──────── TASK MATERIAL

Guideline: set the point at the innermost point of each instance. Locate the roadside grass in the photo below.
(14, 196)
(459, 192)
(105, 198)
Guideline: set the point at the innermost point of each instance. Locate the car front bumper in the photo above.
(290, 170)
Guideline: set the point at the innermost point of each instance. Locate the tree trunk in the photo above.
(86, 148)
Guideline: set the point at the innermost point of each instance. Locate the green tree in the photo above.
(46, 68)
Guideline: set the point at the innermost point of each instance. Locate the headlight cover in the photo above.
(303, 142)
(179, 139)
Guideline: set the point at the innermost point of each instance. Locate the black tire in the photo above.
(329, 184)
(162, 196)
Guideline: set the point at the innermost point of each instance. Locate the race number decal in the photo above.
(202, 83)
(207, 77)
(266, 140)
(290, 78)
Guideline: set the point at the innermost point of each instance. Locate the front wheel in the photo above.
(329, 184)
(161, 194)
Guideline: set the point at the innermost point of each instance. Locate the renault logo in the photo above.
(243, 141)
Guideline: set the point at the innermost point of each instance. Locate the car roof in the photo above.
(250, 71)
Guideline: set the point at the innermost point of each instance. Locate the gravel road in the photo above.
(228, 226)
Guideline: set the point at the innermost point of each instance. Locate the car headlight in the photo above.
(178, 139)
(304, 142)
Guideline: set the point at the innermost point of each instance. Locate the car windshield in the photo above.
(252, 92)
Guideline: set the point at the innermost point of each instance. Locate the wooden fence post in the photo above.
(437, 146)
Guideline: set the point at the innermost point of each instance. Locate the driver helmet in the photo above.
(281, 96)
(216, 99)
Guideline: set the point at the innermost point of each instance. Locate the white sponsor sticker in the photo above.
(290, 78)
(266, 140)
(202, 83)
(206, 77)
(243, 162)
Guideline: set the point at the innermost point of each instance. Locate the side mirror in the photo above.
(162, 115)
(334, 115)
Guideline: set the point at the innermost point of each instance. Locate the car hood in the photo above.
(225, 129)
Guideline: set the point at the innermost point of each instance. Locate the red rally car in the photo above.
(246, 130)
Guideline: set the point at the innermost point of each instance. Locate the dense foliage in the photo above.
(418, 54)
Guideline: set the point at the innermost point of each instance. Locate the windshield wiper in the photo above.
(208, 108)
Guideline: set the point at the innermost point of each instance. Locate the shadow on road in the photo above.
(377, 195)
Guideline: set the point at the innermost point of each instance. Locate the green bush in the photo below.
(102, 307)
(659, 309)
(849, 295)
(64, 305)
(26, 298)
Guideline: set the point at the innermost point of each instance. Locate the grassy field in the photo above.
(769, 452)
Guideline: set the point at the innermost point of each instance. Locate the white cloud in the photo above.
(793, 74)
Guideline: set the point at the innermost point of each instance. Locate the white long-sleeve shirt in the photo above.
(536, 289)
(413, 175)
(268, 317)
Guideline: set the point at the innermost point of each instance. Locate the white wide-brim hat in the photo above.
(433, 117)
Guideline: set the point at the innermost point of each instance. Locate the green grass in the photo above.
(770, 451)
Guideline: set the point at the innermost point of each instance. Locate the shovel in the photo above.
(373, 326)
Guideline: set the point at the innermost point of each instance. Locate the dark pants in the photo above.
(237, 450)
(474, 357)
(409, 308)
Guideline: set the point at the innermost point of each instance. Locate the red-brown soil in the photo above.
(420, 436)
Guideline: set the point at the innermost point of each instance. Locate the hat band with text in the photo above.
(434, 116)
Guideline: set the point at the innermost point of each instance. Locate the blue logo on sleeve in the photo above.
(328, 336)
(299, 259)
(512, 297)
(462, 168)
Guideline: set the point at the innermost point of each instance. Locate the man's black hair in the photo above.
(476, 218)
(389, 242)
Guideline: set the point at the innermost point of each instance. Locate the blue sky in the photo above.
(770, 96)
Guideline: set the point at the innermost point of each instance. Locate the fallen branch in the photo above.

────────────────

◆ TASK DESCRIPTION ◆
Output exactly, and only, the lines running from the one that contains "pants in the photo above." through the last line of the entries above.

◆ EXERCISE ANSWER ◆
Guideline: set the point at the innermost point of each instance. Locate the dark pants in the photo above.
(237, 450)
(474, 357)
(409, 308)
Guideline: set the point at the innermost point of each instance. Locate the red-brown soil in the photo above.
(420, 436)
Guideline: set the point at the innermost point of each instance. Locate the hat band with text in the photo above.
(434, 116)
Guideline: set the point at the innermost point of each instance. Locate the blue logo on sleeve in the photo above.
(328, 336)
(299, 259)
(512, 297)
(462, 168)
Guideline: set the point at the innermost point of each instance. Locate the man's black hair in the photo above.
(476, 218)
(389, 242)
Guideline: set the point at the innermost point of each instance. Locate the blue sky in the photo above.
(770, 96)
Guideline: set the point at the innermost point of each instance. Locate the fallen branch in the photo above.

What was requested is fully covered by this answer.